● **PROBLEMS**
1. In the Gluster setup text, rewrite the paragraph beginning "I set the ID to" as a short list.
2. According to the Gluster setup text, which server is named as the backup volfile server in the fstab line added on proxmox01?
3. Summarize the Gluster setup text in two sentences.

● **SOURCE TEXT**
>> START

I created /gluster-volume on both proxmox01 and proxmox02, and then added this line to /etc/fstab(yes, I know it should really have been a systemd mount unit) on proxmox01:

gluster01:gluster-volume /gluster-volume glusterfs defaults,_netdev,x-systemd.automount,backupvolfile-server=gluster02 0 0
A screen shot of the command issued to add the gluster volume to fstab

And on proxmox02:

gluster02:gluster-volume /gluster-volume glusterfs defaults,_netdev,x-systemd.automount,backupvolfile-server=gluster01 0 0

On both systems, I ensured that /gluster-volume was created, and then ran mount -a.

The result of adding the line to staband then mounting the volume.

In the Proxmox UI, I went to the “Datacenter” and selected “Storage”, then “Add” and selected “Directory”.

A screen shot of adding a directory to the proxmox server

I set the ID to “gluster-volume”, the directory to “/gluster-volume”, ticked the “Shared” box and selected all the content types (it looks like a list box, but it’s actually a multi-select box).

>> END

● **PROVIDED DATA**
>> START

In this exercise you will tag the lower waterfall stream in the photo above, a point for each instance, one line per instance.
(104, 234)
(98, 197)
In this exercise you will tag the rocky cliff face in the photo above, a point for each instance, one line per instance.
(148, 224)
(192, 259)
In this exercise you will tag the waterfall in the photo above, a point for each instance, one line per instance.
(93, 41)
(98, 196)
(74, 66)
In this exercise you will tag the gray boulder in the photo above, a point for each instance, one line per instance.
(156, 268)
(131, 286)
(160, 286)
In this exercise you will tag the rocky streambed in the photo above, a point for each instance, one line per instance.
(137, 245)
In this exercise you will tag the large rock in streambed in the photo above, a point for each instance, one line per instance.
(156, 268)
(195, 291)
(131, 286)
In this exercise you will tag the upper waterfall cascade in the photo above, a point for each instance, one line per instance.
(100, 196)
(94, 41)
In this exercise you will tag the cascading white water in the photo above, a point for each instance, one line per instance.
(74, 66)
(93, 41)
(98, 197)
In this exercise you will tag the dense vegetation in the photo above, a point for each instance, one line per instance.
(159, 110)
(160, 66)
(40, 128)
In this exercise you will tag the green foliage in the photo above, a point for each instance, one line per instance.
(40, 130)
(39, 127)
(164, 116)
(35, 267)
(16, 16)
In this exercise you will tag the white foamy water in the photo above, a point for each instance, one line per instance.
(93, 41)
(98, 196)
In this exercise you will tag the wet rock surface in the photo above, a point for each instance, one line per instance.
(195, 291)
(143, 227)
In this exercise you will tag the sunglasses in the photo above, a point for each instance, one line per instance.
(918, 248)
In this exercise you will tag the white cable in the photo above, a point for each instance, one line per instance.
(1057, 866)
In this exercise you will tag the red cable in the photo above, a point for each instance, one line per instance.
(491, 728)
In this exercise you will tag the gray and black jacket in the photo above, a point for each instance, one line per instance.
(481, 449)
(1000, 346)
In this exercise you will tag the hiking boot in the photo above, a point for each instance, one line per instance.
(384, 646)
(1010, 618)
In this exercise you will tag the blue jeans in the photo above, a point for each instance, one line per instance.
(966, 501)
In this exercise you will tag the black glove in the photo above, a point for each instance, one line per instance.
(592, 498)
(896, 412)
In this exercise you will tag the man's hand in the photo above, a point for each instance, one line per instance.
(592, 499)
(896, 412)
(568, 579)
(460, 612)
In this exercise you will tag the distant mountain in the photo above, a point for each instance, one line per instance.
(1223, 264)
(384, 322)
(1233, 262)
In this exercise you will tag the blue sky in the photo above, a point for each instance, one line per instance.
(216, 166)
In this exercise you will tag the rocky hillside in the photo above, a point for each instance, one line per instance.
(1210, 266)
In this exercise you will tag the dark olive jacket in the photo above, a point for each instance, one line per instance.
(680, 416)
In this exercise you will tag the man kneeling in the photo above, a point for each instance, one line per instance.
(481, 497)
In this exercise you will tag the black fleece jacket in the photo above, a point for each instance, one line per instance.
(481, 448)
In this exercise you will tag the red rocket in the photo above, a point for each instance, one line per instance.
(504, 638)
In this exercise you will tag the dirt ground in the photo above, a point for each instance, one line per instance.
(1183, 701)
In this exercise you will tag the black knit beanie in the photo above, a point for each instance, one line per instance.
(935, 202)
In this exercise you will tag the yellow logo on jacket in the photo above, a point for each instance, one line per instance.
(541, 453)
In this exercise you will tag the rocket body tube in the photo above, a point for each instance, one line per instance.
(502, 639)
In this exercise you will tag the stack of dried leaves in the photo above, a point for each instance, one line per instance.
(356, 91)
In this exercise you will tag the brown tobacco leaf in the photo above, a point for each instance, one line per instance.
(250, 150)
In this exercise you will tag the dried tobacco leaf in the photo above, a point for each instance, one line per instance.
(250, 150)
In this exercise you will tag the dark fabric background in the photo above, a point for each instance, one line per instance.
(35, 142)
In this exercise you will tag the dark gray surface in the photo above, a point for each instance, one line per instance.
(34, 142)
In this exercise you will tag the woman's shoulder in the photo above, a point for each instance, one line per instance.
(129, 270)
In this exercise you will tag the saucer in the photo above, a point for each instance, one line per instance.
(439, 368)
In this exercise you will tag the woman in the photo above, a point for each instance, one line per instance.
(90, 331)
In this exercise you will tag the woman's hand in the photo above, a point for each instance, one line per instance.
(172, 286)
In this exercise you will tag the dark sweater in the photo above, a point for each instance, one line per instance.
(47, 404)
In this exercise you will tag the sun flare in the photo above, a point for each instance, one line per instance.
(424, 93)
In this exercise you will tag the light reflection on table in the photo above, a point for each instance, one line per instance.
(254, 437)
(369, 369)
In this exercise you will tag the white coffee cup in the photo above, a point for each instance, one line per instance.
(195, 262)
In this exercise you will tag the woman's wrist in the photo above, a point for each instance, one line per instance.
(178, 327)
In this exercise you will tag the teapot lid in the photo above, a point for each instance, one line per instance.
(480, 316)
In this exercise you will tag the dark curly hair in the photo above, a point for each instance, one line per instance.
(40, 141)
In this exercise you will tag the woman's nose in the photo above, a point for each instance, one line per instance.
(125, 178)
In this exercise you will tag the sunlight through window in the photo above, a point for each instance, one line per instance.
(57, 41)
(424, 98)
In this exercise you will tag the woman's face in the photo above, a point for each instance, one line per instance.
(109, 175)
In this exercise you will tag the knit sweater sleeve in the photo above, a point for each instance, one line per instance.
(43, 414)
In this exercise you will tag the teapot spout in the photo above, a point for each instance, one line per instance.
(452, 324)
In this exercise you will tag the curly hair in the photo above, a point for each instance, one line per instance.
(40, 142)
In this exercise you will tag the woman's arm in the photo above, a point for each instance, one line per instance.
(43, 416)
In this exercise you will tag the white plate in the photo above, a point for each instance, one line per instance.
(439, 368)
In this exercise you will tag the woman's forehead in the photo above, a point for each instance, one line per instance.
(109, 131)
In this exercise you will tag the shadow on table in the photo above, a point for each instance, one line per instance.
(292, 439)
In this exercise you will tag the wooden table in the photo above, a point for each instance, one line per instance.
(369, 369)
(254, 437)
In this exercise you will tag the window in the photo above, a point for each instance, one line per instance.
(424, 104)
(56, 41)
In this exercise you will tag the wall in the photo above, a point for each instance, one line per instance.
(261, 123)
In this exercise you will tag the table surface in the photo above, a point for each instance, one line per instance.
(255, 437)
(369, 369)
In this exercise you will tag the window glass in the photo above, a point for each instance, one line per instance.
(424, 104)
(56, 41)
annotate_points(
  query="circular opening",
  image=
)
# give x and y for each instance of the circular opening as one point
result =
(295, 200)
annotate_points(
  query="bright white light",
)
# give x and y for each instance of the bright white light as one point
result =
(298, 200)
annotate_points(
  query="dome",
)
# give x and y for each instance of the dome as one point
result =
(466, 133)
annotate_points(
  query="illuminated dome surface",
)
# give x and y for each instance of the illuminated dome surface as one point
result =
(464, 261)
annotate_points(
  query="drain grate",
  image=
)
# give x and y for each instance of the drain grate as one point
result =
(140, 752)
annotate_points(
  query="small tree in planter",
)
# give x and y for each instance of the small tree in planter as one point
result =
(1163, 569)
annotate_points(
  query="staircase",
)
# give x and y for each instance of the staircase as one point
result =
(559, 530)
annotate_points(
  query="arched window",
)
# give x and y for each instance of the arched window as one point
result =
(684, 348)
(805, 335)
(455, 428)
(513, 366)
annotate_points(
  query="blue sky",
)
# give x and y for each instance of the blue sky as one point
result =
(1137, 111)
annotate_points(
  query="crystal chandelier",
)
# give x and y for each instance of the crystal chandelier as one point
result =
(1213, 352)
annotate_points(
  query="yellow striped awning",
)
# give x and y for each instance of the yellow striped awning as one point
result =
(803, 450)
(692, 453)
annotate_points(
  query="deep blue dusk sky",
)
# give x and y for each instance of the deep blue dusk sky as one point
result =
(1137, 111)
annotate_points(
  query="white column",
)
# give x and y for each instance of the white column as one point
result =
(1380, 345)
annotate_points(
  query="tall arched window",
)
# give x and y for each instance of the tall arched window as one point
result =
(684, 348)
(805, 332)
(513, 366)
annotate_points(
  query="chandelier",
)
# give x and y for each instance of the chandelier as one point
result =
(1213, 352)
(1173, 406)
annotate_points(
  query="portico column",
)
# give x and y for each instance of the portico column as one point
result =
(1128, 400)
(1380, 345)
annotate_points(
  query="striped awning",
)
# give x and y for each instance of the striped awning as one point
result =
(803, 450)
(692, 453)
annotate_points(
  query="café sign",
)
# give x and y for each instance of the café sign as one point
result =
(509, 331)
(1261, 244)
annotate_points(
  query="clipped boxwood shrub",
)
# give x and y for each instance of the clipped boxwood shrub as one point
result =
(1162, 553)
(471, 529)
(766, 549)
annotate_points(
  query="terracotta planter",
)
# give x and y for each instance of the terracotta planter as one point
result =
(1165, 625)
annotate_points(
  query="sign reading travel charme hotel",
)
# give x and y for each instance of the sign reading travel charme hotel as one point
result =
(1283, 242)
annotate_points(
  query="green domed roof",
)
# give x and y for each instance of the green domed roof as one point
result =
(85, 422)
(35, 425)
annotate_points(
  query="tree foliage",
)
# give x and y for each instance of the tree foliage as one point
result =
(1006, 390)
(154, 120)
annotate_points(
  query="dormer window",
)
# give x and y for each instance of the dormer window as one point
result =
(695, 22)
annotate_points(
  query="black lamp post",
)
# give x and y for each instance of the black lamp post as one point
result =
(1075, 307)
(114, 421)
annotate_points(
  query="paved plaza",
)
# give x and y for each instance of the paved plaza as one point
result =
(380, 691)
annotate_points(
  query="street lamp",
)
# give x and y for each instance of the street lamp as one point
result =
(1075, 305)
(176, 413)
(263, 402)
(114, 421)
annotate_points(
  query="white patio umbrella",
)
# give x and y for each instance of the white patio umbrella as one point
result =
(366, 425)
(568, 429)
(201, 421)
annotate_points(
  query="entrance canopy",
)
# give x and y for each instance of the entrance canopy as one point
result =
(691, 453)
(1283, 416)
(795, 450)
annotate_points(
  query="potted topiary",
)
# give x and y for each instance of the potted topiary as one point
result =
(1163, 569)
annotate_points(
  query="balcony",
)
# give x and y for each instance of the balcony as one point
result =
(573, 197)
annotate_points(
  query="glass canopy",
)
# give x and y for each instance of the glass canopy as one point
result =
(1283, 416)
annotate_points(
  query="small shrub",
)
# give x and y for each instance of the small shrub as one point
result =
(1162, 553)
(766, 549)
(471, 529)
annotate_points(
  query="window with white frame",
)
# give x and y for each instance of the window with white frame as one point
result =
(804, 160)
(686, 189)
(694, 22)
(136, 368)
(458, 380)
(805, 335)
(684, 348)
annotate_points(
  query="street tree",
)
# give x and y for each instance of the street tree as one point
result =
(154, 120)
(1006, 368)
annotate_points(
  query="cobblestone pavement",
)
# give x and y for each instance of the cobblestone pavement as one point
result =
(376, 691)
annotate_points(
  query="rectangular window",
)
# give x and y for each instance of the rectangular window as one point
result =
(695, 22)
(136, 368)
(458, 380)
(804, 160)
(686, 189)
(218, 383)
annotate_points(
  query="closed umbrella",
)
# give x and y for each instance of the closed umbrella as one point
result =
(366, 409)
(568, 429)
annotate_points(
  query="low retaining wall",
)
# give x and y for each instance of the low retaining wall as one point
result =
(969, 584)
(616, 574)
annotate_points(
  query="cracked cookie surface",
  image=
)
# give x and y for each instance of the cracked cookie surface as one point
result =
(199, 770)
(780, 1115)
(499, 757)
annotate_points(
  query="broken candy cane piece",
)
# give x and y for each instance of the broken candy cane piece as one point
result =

>> END

● **EXPECTED RESPONSES**
1.
- ID: "gluster-volume"
- Directory: "/gluster-volume"
- "Shared" box ticked
- All content types selected (the field looks like a list box but is a multi-select box)

2. gluster02

3. After creating /gluster-volume on proxmox01 and proxmox02, the writer added an fstab line on each machine to mount the gluster volume from gluster01 or gluster02, with the other server as the backup volfile server, and then ran mount -a. In the Proxmox UI, the writer then added a Directory storage under "Datacenter" and "Storage" with the ID "gluster-volume" and the directory "/gluster-volume", ticked "Shared," and selected all content types.